TASKS TO CARRY OUT:
**a)** Output the part of the mapping tutorial that opens with the words containing "## Import Modules" and closes with "corresponding package documentation.".
**b)** Summarize the mapping tutorial in two sentences.
**c)** According to the mapping tutorial, in what case might a reader have to adapt it, and how should they go about that? Answer in one or two sentences.

EXTRACT PROVIDED:

============================================================

# Making Maps

If you have followed the [EM-DAT Python Tutorial 1](./python_tutorial_1_basic_operations_and_plotting.ipynb) or are already familiar with [`pandas`](https://pandas.pydata.org/) and [`matplotlib`](https://matplotlib.org/), this second tutorial will show you basic examples on how to make maps with the EM-DAT data using the [`geopandas`](https://geopandas.org/en/stable/) Python package.

**Note**: This tutorial is also available on the [EM-DAT Documentation Website](https://doc.emdat.be/docs/additional-resources-and-tutorials/tutorials/python_tutorial_2/).

## Import Modules

Let us import the necessary modules and print their versions. For this tutorial, we used `pandas` v.2.1.1, `geopandas` v.0.14.3, and `matplotlib` v.3.8.3. If your package versions are different, you may have to adapt this tutorial by checking the corresponding package documentation.

============================================================

Coordinate annotation entries:
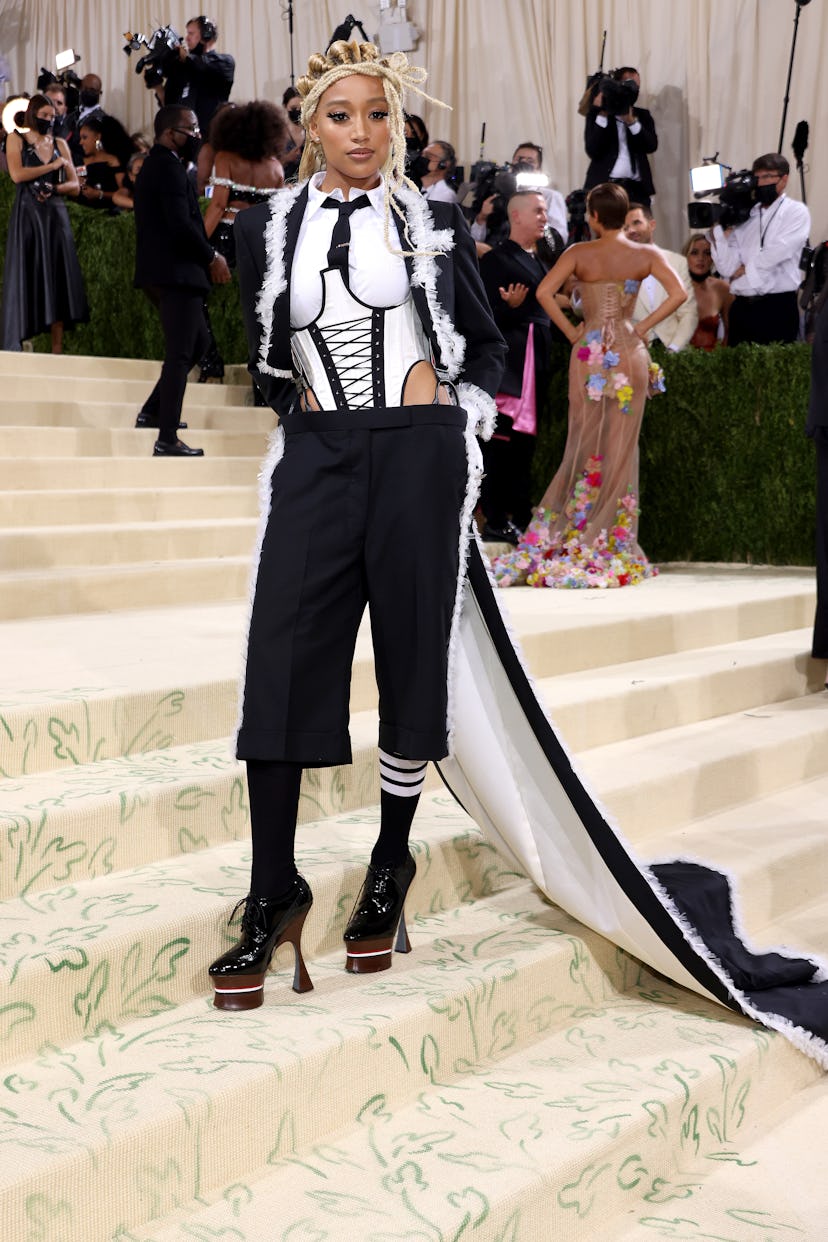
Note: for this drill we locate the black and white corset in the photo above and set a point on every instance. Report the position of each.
(354, 355)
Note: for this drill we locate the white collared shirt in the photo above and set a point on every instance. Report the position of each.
(769, 244)
(376, 276)
(623, 165)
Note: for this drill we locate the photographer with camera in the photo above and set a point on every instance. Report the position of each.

============================================================

RESULTS BY TASK:
**a)**
## Import Modules

Let us import the necessary modules and print their versions. For this tutorial, we used `pandas` v.2.1.1, `geopandas` v.0.14.3, and `matplotlib` v.3.8.3. If your package versions are different, you may have to adapt this tutorial by checking the corresponding package documentation.

**b)** This second EM-DAT tutorial, meant for readers who followed Tutorial 1 or already know pandas and matplotlib, shows basic examples of making maps with EM-DAT data using the geopandas package and is also available on the EM-DAT Documentation Website. It starts by importing the needed modules and printing their versions, noting that it used pandas v.2.1.1, geopandas v.0.14.3, and matplotlib v.3.8.3.

**c)** A reader may have to adapt the tutorial if their package versions differ from the ones it used: pandas v.2.1.1, geopandas v.0.14.3, and matplotlib v.3.8.3. In that case they should check the corresponding package documentation.